- Your instructions
Without any pictures, retype exactly the lines from the one with "Question. For every instance of the white building" through the final line of the records.
───── Dataset extract ─────
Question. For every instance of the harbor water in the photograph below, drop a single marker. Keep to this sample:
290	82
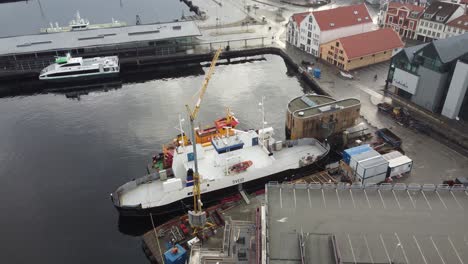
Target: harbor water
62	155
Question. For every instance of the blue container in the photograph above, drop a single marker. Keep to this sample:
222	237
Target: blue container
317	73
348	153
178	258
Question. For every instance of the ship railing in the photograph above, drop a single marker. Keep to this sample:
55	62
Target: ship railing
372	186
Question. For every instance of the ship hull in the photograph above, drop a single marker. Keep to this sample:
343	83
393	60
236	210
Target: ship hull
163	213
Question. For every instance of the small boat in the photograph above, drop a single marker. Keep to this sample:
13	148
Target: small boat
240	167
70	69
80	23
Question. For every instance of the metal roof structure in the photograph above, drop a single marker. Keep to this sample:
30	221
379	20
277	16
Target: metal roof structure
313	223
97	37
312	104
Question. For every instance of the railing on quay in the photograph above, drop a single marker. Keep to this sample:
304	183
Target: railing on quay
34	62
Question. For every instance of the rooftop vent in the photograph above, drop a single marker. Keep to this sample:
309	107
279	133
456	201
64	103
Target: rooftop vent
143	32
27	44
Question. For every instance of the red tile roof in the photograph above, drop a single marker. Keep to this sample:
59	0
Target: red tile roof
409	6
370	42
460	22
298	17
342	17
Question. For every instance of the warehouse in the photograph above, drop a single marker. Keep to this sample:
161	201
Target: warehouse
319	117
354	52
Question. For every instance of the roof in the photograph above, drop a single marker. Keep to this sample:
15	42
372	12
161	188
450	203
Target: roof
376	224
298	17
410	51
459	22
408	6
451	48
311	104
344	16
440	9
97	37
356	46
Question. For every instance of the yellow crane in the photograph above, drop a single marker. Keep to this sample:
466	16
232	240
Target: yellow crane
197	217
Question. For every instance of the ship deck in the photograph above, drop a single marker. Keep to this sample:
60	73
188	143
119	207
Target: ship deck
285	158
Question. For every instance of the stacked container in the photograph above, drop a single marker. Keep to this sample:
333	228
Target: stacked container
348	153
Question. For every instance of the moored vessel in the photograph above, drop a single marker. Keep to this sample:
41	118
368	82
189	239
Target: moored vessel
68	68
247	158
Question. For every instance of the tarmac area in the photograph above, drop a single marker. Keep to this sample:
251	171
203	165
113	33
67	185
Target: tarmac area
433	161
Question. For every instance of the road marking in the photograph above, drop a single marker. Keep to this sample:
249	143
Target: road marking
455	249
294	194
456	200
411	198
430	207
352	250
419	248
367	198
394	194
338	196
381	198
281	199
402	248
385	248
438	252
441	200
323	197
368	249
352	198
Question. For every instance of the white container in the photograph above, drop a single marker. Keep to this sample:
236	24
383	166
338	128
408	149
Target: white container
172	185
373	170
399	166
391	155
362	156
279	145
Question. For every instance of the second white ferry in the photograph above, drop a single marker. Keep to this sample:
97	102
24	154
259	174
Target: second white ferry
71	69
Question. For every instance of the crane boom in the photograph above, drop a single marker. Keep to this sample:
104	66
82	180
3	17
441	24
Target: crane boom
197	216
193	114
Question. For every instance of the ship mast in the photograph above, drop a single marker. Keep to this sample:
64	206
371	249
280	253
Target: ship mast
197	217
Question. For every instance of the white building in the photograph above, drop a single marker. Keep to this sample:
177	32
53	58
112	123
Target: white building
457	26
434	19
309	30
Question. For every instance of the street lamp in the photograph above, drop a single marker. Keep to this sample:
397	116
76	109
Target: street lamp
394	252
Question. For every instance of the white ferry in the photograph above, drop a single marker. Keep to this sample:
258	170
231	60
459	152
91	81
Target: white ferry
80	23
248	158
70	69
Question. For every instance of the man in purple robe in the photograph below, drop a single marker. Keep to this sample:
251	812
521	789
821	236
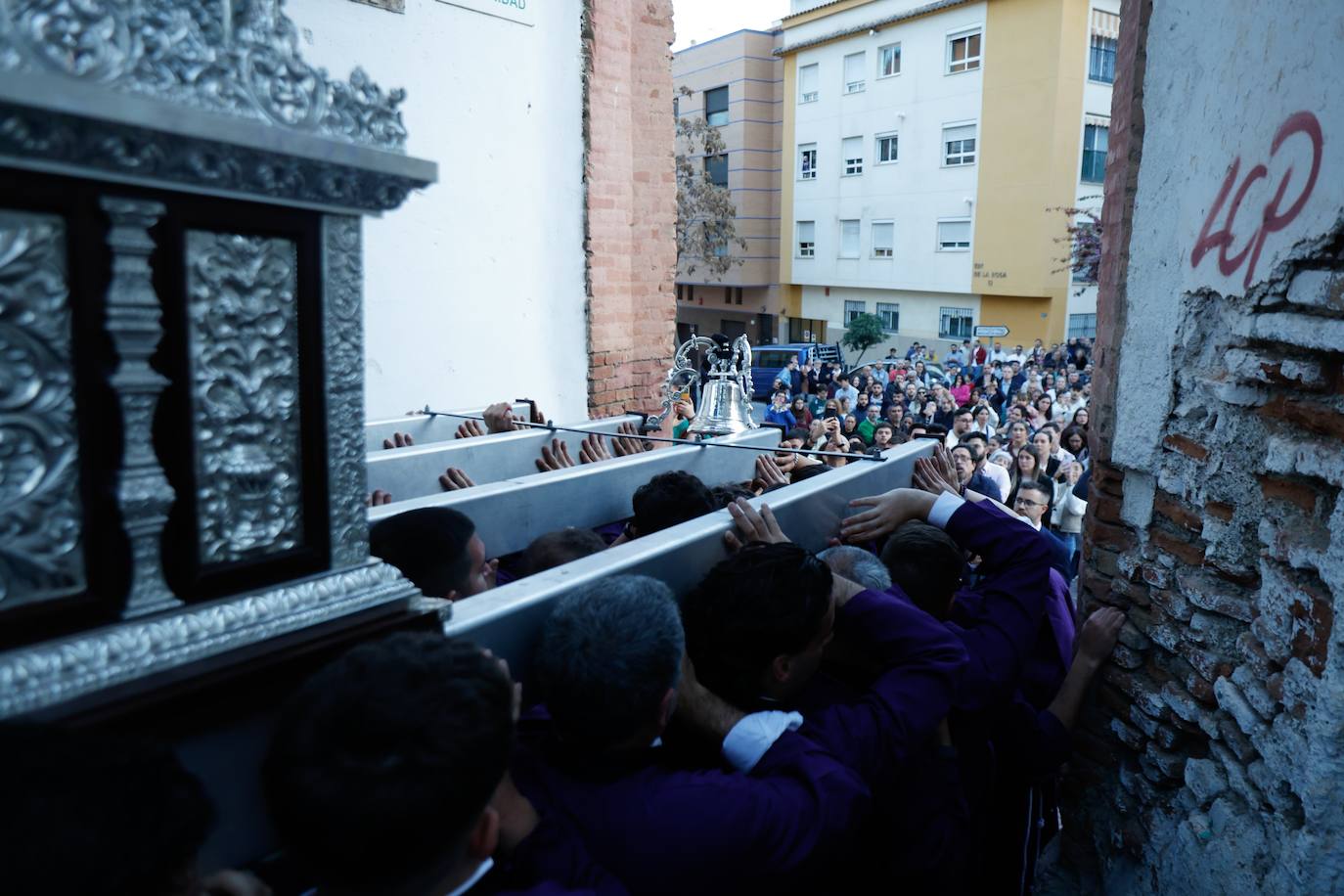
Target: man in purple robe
─────
- Expected answer
Question. For every instance of the white building in the photograph above, drop a single marker. Keep to this sample:
177	32
53	58
112	123
Target: white building
457	26
434	19
309	30
Question. For every instance of the street lamp in the photograph above, drop a single marker. Keep to this sample:
397	116
76	109
Target: street lamp
394	252
Question. For every instance of the white ferry in the photograph above, drop a single marker. Keep to this sample:
258	170
231	60
459	152
91	81
Target: white ferry
80	23
248	158
70	69
Question. For every instance of the man in purple robe in the photograph below, drop a single marker. Keep to this sample:
251	812
521	789
821	236
Target: man in purple robe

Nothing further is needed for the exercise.